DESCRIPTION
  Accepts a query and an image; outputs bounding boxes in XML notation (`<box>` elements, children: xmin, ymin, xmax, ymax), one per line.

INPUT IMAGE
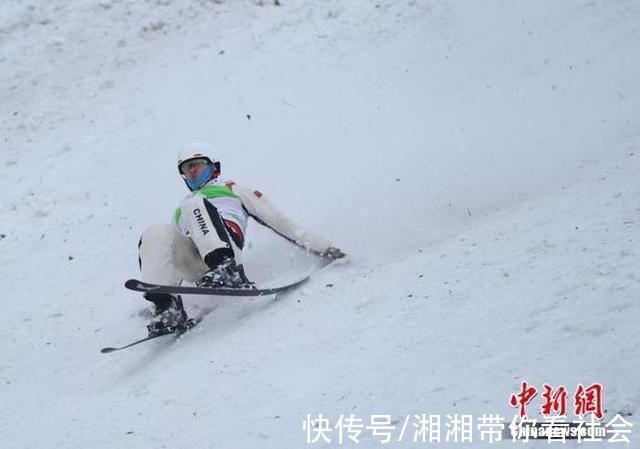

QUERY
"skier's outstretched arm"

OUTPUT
<box><xmin>227</xmin><ymin>183</ymin><xmax>345</xmax><ymax>259</ymax></box>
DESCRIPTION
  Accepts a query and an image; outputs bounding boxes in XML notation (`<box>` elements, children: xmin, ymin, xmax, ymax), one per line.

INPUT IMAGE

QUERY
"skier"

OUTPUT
<box><xmin>138</xmin><ymin>143</ymin><xmax>345</xmax><ymax>336</ymax></box>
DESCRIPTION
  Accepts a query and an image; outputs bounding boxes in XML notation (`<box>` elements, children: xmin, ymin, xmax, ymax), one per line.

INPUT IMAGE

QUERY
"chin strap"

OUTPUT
<box><xmin>185</xmin><ymin>165</ymin><xmax>213</xmax><ymax>192</ymax></box>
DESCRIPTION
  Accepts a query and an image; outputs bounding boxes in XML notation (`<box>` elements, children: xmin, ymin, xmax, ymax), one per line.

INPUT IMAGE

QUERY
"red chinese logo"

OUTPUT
<box><xmin>509</xmin><ymin>381</ymin><xmax>604</xmax><ymax>419</ymax></box>
<box><xmin>573</xmin><ymin>383</ymin><xmax>604</xmax><ymax>419</ymax></box>
<box><xmin>509</xmin><ymin>380</ymin><xmax>538</xmax><ymax>418</ymax></box>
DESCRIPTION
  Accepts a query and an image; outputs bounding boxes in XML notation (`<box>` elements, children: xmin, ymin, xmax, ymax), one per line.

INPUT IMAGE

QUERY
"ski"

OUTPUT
<box><xmin>124</xmin><ymin>276</ymin><xmax>309</xmax><ymax>297</ymax></box>
<box><xmin>100</xmin><ymin>319</ymin><xmax>200</xmax><ymax>354</ymax></box>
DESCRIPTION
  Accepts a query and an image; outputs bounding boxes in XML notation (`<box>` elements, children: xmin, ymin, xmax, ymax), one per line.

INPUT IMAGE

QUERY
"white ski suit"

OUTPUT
<box><xmin>139</xmin><ymin>178</ymin><xmax>333</xmax><ymax>285</ymax></box>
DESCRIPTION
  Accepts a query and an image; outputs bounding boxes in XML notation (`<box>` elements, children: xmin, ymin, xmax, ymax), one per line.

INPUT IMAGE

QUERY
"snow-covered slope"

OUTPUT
<box><xmin>0</xmin><ymin>0</ymin><xmax>640</xmax><ymax>448</ymax></box>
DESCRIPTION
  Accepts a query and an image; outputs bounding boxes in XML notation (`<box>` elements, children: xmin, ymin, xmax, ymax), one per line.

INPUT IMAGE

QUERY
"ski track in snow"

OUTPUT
<box><xmin>0</xmin><ymin>0</ymin><xmax>640</xmax><ymax>449</ymax></box>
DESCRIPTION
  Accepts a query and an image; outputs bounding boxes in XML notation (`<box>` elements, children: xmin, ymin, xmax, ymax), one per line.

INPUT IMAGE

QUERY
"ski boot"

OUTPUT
<box><xmin>144</xmin><ymin>292</ymin><xmax>193</xmax><ymax>337</ymax></box>
<box><xmin>196</xmin><ymin>257</ymin><xmax>256</xmax><ymax>288</ymax></box>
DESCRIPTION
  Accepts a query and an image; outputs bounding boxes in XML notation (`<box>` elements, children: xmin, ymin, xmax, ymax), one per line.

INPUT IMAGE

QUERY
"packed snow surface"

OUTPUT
<box><xmin>0</xmin><ymin>0</ymin><xmax>640</xmax><ymax>449</ymax></box>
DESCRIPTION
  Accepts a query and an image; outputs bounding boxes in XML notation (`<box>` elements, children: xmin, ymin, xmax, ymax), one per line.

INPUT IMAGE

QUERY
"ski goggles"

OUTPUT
<box><xmin>179</xmin><ymin>158</ymin><xmax>209</xmax><ymax>175</ymax></box>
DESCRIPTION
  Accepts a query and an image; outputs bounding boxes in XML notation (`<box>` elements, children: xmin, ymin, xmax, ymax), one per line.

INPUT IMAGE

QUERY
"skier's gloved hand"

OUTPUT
<box><xmin>320</xmin><ymin>246</ymin><xmax>346</xmax><ymax>260</ymax></box>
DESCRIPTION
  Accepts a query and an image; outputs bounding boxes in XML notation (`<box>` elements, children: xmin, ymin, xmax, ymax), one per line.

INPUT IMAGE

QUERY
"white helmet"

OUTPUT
<box><xmin>178</xmin><ymin>143</ymin><xmax>220</xmax><ymax>190</ymax></box>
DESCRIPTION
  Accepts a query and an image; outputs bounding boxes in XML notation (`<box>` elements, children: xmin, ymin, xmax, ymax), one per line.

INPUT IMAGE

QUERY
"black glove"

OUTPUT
<box><xmin>320</xmin><ymin>246</ymin><xmax>346</xmax><ymax>260</ymax></box>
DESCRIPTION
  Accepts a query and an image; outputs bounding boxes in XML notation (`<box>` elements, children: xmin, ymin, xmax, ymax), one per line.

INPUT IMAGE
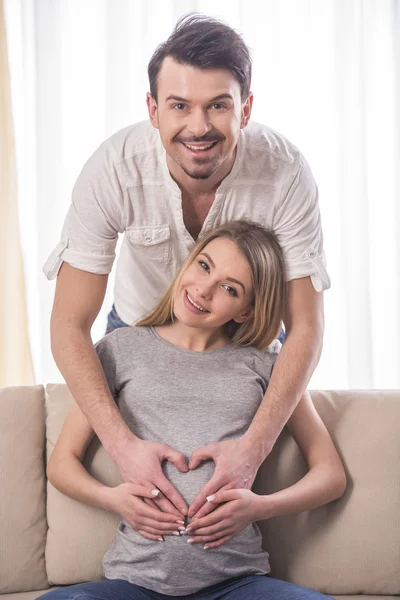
============
Which lines above contain the string "snow"? Copy each of them, and treat uppercase and lowercase as different.

"snow-covered slope"
"ski track in snow"
"packed snow surface"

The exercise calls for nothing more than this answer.